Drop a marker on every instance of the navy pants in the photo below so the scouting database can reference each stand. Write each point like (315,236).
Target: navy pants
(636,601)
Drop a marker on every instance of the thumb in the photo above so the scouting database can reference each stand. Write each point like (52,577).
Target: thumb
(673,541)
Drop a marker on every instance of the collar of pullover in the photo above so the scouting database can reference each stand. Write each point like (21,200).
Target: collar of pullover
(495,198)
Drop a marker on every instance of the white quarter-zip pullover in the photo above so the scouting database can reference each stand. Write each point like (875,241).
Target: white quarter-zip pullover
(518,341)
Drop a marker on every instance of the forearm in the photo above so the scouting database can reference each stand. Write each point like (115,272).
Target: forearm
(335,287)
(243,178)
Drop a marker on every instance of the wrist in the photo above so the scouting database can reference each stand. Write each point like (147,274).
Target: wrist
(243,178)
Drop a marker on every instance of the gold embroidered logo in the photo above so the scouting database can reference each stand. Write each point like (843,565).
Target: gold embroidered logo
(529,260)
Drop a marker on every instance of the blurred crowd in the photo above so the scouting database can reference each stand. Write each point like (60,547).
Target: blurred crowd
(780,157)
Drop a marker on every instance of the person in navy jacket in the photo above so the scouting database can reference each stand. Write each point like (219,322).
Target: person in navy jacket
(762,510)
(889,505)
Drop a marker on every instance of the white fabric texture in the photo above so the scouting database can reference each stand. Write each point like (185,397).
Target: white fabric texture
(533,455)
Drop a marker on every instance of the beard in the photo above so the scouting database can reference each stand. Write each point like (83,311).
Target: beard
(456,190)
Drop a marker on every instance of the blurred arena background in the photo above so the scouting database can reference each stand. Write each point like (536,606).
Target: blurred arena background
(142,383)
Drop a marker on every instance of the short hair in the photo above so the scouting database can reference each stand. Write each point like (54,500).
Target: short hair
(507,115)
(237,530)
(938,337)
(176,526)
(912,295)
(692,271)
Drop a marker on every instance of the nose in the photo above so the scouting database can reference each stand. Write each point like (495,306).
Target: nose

→ What the exercise asks
Copy all lines from the data that hold the word "nose".

→ Response area
Drop a marker on every instance of the nose in the photo above so the scouting database can reference each stand. Write each point like (495,306).
Target: nose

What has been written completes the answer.